### Required actions
• A. According to the interview excerpt, which of Cale's first solo records was the speaker given last winter?
• B. Condense the paragraph of the interview excerpt that opens with "Last winter, somebody gave me" into a short bulleted list that keeps its main facts.
• C. Output the passage of the interview excerpt starting with "Last winter, somebody" and going on through "band the longest.", reproducing every word without change.

Last winter, somebody gave me one of Cale’s first solo records, (1970’s) Vintage Violence. I thought it was the coolest thing I’ve heard in a really long time. So I thought it’d be worth a shot to send him some demos and see if he’d be interested. Months and months later, after I kinda forgot about it, I came out to L.A. and ended up meeting with him. I lucked out, I guess. Then we got together in the studio and made a song from scratch; we pretty much wrote it on the spot. We thought, based on that, we’d be able to do a whole record together. A lot of these songs are ones that I started playing with the band, but those members started their own group (the Red Romance). They said they would be OK with me continuing to use the name because I wrote most of the songs and have been doing the band the longest.
You wrote your new album, To The Races (Saddle Creek), while living in your tour van. How’d that work out for you?

[Recorded data]

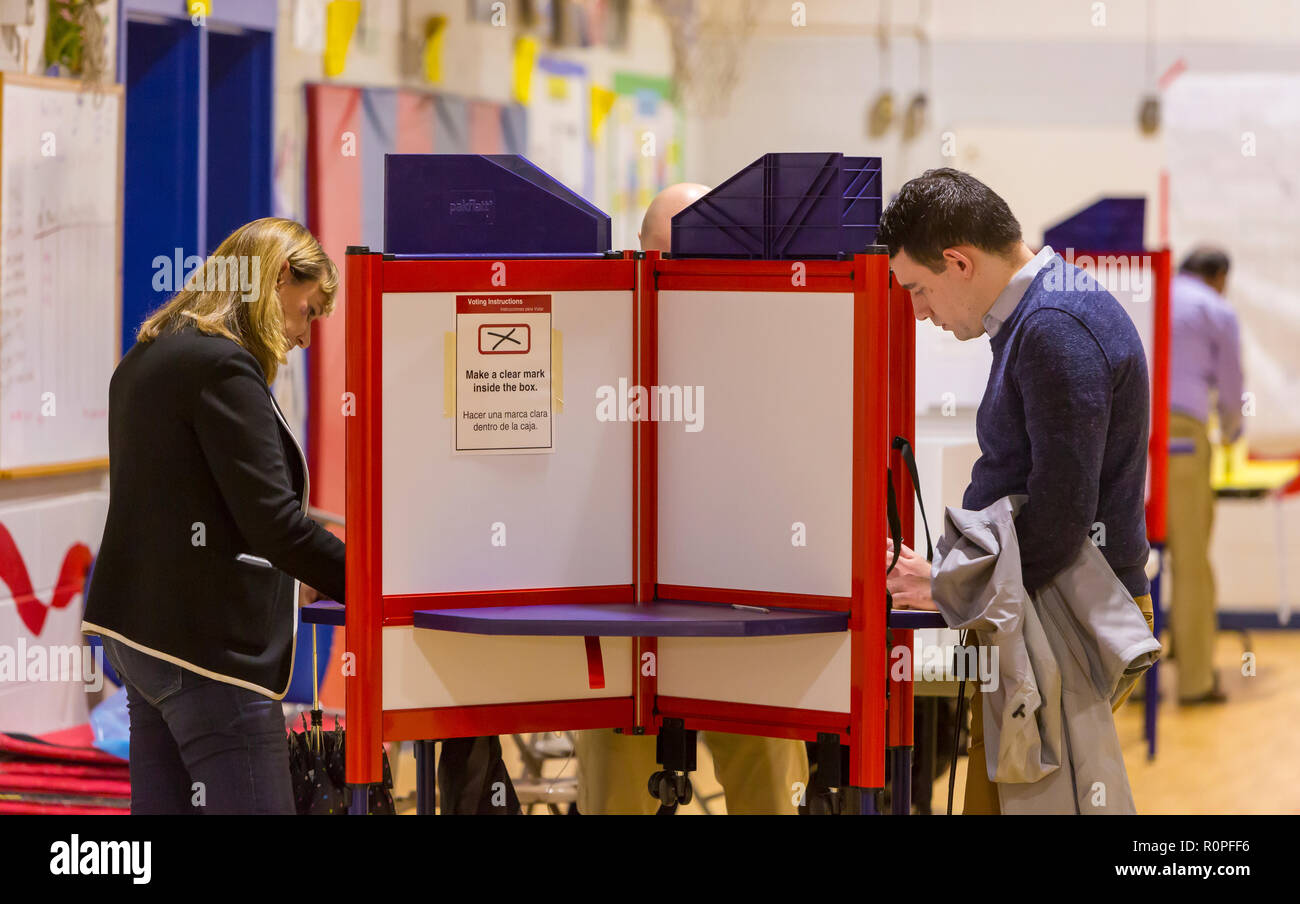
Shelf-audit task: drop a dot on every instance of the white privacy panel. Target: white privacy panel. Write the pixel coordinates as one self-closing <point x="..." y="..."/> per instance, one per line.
<point x="462" y="523"/>
<point x="775" y="442"/>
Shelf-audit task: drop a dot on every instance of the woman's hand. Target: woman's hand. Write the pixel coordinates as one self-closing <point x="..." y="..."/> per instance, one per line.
<point x="307" y="595"/>
<point x="909" y="582"/>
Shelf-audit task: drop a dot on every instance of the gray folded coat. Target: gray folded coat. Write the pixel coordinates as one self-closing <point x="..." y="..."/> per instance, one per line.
<point x="1064" y="656"/>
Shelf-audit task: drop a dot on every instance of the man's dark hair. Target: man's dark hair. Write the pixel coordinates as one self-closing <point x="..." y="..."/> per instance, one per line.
<point x="943" y="208"/>
<point x="1205" y="262"/>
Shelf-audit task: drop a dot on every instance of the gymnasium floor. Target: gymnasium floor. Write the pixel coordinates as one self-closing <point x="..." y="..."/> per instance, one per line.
<point x="1238" y="758"/>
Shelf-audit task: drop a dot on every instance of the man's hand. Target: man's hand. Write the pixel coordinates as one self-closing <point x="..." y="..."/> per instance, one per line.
<point x="307" y="595"/>
<point x="909" y="582"/>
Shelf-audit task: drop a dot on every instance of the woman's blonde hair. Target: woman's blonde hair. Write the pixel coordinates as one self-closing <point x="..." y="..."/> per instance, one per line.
<point x="234" y="293"/>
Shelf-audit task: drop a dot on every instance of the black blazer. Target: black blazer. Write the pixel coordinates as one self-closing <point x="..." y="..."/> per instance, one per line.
<point x="206" y="530"/>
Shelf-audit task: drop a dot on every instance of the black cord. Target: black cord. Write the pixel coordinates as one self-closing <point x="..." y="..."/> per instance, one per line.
<point x="957" y="727"/>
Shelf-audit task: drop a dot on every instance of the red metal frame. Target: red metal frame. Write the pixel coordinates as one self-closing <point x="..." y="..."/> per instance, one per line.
<point x="645" y="492"/>
<point x="866" y="276"/>
<point x="882" y="399"/>
<point x="1156" y="514"/>
<point x="902" y="422"/>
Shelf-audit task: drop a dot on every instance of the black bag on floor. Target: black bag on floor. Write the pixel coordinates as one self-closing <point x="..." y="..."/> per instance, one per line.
<point x="319" y="777"/>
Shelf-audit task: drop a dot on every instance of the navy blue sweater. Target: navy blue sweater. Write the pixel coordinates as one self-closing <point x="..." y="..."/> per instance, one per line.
<point x="1065" y="420"/>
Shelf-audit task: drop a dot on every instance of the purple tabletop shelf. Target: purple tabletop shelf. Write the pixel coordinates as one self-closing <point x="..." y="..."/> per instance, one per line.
<point x="915" y="618"/>
<point x="659" y="619"/>
<point x="624" y="619"/>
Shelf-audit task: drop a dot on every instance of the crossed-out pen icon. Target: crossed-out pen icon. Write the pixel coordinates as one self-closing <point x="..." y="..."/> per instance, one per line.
<point x="505" y="338"/>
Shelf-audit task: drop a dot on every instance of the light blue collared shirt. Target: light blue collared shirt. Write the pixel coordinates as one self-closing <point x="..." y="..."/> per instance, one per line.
<point x="1010" y="297"/>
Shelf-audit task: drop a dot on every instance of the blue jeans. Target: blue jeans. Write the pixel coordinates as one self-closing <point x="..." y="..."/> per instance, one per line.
<point x="200" y="745"/>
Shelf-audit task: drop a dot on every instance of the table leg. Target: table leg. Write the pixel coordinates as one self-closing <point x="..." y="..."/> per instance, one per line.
<point x="425" y="778"/>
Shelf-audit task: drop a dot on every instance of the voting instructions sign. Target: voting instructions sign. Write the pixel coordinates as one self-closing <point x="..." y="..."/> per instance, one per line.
<point x="503" y="373"/>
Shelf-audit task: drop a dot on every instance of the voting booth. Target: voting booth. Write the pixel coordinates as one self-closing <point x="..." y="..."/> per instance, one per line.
<point x="593" y="489"/>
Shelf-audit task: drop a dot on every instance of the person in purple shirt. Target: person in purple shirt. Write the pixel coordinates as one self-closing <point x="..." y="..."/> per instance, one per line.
<point x="1207" y="362"/>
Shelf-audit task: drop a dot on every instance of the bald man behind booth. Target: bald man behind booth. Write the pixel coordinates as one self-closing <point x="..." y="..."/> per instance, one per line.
<point x="757" y="774"/>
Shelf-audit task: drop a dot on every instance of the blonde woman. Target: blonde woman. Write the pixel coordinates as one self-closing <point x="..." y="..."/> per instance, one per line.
<point x="207" y="539"/>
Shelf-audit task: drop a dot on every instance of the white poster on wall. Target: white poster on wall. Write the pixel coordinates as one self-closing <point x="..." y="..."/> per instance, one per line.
<point x="1233" y="143"/>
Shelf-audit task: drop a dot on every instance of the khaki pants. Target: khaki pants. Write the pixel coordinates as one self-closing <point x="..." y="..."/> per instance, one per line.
<point x="982" y="792"/>
<point x="1191" y="515"/>
<point x="757" y="773"/>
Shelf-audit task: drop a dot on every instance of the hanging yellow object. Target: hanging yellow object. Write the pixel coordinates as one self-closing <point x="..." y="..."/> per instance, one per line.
<point x="341" y="18"/>
<point x="434" y="30"/>
<point x="525" y="57"/>
<point x="602" y="102"/>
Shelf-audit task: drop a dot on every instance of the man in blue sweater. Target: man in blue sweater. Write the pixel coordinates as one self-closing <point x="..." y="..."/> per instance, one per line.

### Completed exercise
• A. The speaker was given Vintage Violence, from 1970.

• B.
- Last winter the speaker received Cale's 1970 solo record Vintage Violence and thought it was the coolest thing heard in a long time.
- The speaker sent Cale some demos to see whether he would be interested.
- Months later, in L.A., the speaker met with him.
- In the studio they wrote a song from scratch, almost on the spot, and decided they could make a whole record together.
- Many of the songs were first played with the band, whose members then formed their own group, the Red Romance.
- Those members agreed the speaker could keep the band's name, since the speaker wrote most of the songs and had been in the band the longest.

• C.
Last winter, somebody gave me one of Cale’s first solo records, (1970’s) Vintage Violence. I thought it was the coolest thing I’ve heard in a really long time. So I thought it’d be worth a shot to send him some demos and see if he’d be interested. Months and months later, after I kinda forgot about it, I came out to L.A. and ended up meeting with him. I lucked out, I guess. Then we got together in the studio and made a song from scratch; we pretty much wrote it on the spot. We thought, based on that, we’d be able to do a whole record together. A lot of these songs are ones that I started playing with the band, but those members started their own group (the Red Romance). They said they would be OK with me continuing to use the name because I wrote most of the songs and have been doing the band the longest.